→ Requirements
State how many lines in the entries below contain the word "metal", giving only the number.
--- The input ---
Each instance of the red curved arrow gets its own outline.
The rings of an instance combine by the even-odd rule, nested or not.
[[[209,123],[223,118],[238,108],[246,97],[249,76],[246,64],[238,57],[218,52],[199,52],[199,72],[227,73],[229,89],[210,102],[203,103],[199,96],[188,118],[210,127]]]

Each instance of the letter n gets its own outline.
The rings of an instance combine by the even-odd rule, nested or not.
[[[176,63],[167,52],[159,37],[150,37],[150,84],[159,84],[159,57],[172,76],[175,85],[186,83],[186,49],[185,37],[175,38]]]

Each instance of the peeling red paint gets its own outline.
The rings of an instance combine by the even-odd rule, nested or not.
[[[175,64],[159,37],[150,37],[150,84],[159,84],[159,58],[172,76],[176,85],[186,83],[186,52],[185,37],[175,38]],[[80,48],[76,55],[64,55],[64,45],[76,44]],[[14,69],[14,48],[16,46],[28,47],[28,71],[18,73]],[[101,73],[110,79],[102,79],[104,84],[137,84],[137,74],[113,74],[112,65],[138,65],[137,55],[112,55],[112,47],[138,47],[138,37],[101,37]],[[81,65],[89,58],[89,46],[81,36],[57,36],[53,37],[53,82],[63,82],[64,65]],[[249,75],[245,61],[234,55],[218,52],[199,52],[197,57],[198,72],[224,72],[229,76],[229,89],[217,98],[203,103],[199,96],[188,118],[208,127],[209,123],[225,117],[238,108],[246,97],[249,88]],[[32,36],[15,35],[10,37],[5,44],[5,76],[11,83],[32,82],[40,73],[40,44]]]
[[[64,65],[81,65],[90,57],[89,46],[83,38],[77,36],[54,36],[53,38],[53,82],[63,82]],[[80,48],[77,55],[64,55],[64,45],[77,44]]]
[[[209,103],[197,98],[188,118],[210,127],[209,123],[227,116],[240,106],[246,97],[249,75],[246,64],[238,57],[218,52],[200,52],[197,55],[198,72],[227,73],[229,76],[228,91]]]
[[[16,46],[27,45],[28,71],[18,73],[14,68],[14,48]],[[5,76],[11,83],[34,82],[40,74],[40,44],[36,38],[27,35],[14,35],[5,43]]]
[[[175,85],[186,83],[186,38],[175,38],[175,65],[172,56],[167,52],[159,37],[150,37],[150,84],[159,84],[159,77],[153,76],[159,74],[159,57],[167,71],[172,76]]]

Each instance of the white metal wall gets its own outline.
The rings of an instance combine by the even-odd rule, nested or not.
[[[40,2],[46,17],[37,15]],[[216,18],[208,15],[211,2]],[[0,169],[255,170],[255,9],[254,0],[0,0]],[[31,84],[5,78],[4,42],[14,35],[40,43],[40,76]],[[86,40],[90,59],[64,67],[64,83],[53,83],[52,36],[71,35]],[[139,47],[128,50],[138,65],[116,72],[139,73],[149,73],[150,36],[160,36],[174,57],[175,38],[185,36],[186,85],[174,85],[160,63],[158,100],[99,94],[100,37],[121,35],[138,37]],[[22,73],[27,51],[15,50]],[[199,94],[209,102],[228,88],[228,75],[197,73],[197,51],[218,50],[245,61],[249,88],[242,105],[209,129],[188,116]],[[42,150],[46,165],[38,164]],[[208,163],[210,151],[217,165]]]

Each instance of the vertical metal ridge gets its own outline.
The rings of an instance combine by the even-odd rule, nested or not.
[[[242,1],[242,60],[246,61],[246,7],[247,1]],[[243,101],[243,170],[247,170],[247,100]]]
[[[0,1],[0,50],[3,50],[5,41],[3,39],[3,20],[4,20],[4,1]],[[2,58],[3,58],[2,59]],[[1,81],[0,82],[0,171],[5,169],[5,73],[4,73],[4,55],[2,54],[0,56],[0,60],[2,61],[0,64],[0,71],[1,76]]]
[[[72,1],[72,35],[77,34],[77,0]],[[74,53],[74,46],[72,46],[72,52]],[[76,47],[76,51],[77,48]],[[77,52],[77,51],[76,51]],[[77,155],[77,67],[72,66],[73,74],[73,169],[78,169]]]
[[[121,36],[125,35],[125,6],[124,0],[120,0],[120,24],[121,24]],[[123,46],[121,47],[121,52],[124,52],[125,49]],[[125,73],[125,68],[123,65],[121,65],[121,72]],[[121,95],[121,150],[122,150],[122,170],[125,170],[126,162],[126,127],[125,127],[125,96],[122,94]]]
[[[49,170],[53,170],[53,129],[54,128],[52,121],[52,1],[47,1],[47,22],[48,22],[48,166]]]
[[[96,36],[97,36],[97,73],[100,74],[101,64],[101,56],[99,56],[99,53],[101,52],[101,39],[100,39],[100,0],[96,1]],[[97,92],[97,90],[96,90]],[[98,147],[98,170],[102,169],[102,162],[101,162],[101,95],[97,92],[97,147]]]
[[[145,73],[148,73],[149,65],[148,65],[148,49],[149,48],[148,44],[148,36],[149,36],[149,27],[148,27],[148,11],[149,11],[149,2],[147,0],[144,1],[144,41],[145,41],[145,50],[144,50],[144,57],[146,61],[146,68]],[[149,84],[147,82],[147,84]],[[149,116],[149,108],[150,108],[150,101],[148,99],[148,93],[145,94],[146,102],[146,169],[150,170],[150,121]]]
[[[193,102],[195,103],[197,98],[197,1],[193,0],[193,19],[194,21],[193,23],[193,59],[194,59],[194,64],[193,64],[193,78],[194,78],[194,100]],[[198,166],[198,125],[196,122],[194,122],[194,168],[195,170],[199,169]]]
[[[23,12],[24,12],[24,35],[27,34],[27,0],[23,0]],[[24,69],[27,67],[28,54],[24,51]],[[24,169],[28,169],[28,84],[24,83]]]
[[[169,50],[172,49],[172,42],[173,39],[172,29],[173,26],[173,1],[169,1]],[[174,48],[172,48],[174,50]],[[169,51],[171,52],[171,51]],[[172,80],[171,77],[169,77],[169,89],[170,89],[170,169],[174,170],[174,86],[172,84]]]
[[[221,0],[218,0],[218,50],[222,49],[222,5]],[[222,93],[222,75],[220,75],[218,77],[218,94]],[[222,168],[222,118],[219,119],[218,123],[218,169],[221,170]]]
---
→ Task response
2